• WHAT YOU HAVE TO DO:
Switch "pixel coordinates" to "exact coordinates" everywhere in the material below, and write out all of the material again with nothing else changed.

* Start *

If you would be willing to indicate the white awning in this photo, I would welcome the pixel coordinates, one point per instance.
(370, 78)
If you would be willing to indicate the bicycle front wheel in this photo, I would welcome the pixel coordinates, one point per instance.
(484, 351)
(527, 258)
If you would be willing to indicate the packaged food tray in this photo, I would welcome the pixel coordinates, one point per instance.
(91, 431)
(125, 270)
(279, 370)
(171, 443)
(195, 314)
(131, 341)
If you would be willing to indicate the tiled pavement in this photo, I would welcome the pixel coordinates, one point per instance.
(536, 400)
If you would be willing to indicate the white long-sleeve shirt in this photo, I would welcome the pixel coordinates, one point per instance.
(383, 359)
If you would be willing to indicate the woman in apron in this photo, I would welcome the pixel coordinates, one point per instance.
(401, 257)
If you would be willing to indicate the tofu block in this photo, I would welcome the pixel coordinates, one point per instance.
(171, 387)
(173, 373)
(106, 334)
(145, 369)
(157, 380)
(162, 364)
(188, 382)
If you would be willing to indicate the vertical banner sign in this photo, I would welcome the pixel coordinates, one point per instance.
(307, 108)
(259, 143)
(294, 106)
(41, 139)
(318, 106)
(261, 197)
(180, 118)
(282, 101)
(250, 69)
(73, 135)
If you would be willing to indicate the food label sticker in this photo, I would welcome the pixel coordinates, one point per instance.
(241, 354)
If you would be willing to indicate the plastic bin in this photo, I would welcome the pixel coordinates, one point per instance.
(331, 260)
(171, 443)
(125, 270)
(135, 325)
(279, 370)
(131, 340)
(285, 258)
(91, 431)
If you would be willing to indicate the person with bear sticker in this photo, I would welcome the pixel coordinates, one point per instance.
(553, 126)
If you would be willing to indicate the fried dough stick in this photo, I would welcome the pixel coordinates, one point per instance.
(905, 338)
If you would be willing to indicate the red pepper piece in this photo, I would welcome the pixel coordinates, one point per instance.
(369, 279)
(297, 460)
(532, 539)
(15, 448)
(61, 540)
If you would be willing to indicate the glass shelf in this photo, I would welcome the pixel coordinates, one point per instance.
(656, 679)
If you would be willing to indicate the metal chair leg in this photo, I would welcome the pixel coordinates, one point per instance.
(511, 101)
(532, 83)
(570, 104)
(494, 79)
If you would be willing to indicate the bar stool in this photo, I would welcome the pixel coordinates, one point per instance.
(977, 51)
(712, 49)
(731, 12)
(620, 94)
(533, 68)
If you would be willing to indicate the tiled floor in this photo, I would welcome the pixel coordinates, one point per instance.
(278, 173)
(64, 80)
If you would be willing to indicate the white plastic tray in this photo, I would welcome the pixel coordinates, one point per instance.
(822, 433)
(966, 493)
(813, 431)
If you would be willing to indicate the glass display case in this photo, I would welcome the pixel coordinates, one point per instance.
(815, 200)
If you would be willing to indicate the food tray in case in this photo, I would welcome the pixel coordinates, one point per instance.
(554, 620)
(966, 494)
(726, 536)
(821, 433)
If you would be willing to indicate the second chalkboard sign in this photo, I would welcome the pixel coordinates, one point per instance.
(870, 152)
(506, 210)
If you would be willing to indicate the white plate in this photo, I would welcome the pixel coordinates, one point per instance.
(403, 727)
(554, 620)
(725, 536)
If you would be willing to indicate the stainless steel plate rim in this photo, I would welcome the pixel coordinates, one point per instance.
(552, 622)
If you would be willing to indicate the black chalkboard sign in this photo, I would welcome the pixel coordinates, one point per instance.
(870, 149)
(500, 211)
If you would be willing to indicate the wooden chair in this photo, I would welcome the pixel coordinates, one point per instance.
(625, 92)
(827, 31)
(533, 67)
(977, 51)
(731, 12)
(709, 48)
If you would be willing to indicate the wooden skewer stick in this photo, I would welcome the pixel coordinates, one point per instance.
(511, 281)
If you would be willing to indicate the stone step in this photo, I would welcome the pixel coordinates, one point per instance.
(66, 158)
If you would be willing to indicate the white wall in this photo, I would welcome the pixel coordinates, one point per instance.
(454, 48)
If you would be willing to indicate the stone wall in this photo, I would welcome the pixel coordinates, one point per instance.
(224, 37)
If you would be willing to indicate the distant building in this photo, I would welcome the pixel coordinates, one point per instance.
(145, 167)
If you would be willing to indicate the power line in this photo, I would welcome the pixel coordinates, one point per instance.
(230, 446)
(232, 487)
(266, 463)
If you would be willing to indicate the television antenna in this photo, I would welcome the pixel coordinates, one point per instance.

* End *

• EXPECTED ANSWER:
If you would be willing to indicate the white awning in this photo, I would welcome the exact coordinates, one point per instance.
(370, 78)
If you would be willing to indicate the bicycle front wheel in this photo, I would welcome the exact coordinates, one point per instance.
(484, 351)
(527, 258)
If you would be willing to indicate the packaged food tray in this photo, I would welcome the exact coordinates, one point per instance.
(91, 431)
(125, 270)
(279, 370)
(171, 443)
(195, 314)
(131, 341)
If you would be willing to indicate the tiled pavement in this photo, I would welcome the exact coordinates, one point per instance.
(536, 400)
If you would be willing to indicate the white long-sleeve shirt in this photo, I would welcome the exact coordinates, one point per instance.
(383, 359)
If you would be willing to indicate the woman in apron in this photo, I would welcome the exact coordinates, one point per instance.
(401, 257)
If you would be willing to indicate the tofu block in this photo, I would welcome the exact coordinates, one point per instance.
(171, 387)
(173, 373)
(106, 334)
(145, 369)
(157, 380)
(162, 364)
(188, 382)
If you would be willing to indicate the vertical banner sign in this photo, I would welcome the exact coordinates, one point per instance.
(307, 108)
(259, 143)
(294, 106)
(41, 139)
(318, 106)
(261, 197)
(180, 118)
(282, 101)
(250, 69)
(73, 135)
If you would be willing to indicate the food label sticker in this photo, I would welcome the exact coordinates, one point per instance.
(241, 354)
If you would be willing to indicate the plastic bin in this photo, I would welcome the exact coordinates, one point per instance.
(331, 260)
(171, 443)
(125, 270)
(135, 325)
(279, 370)
(131, 340)
(285, 258)
(91, 431)
If you would be willing to indicate the person with bear sticker in this photo, I would welcome the exact coordinates, one point per instance.
(553, 126)
If you would be willing to indicate the fried dough stick in this photo, I would welcome the exact coordinates, one point per instance.
(905, 338)
If you would be willing to indicate the red pepper piece in this photo, I would welcome the exact coordinates, one point per instance.
(369, 279)
(297, 460)
(532, 539)
(15, 448)
(61, 540)
If you would be willing to indicate the glass shelf in this photo, I would welcome the exact coordinates, one point per instance.
(656, 679)
If you would be willing to indicate the metal chair leg in this photo, I would welcome the exact coordinates, one point per instance.
(511, 101)
(532, 83)
(570, 104)
(494, 79)
If you would be willing to indicate the bar stool in this photo, I would welcome the exact coordinates, one point per instance.
(977, 51)
(712, 49)
(731, 12)
(620, 94)
(533, 68)
If you would be willing to indicate the tiled floor in this photo, I would welcome the exact coordinates, one point per instance.
(278, 173)
(64, 80)
If you would be willing to indicate the white plastic tray in this photo, I would welcome the exact coordinates, one point per instance.
(822, 433)
(966, 493)
(813, 431)
If you would be willing to indicate the glass display case in this photo, I would welcome the exact coordinates, one point per instance.
(815, 200)
If you would be willing to indicate the food tray in case in this photo, I would welcome the exact coordinates, one point per instance.
(554, 620)
(966, 494)
(726, 536)
(821, 433)
If you would be willing to indicate the second chalkboard sign in this photo, I would welcome the exact coordinates, one point per instance.
(870, 152)
(506, 210)
If you would be willing to indicate the white plate in this photo, I would welcome the exact coordinates, one point per instance.
(403, 727)
(554, 620)
(725, 536)
If you would be willing to indicate the stainless steel plate rim in this photo, I would welcome the exact coordinates, one point per instance.
(552, 622)
If you would be willing to indicate the black chalkboard sign in this photo, I would welcome the exact coordinates, one point per instance.
(870, 149)
(500, 211)
If you would be willing to indicate the wooden chair in this photo, I would welcome the exact coordinates, one point per instance.
(625, 92)
(827, 31)
(533, 67)
(977, 51)
(731, 12)
(709, 48)
If you would be willing to indicate the wooden skewer stick in this photo, I would welcome the exact coordinates, one point per instance.
(511, 281)
If you would be willing to indicate the stone step in this photo, I would welcome the exact coordinates, one point per instance.
(66, 158)
If you would be willing to indicate the white wall in this photo, I would welcome the exact coordinates, one point per instance.
(454, 48)
If you would be willing to indicate the stone wall in this photo, I would welcome the exact coordinates, one point per instance.
(224, 37)
If you would be willing to indicate the distant building in this photo, I would welcome the exact coordinates, one point per instance.
(145, 167)
If you would be willing to indicate the power line in this photo, I would welcome the exact coordinates, one point per instance.
(230, 446)
(232, 487)
(266, 463)
If you would be willing to indicate the television antenna in this photo, I would welcome the exact coordinates, one point per instance.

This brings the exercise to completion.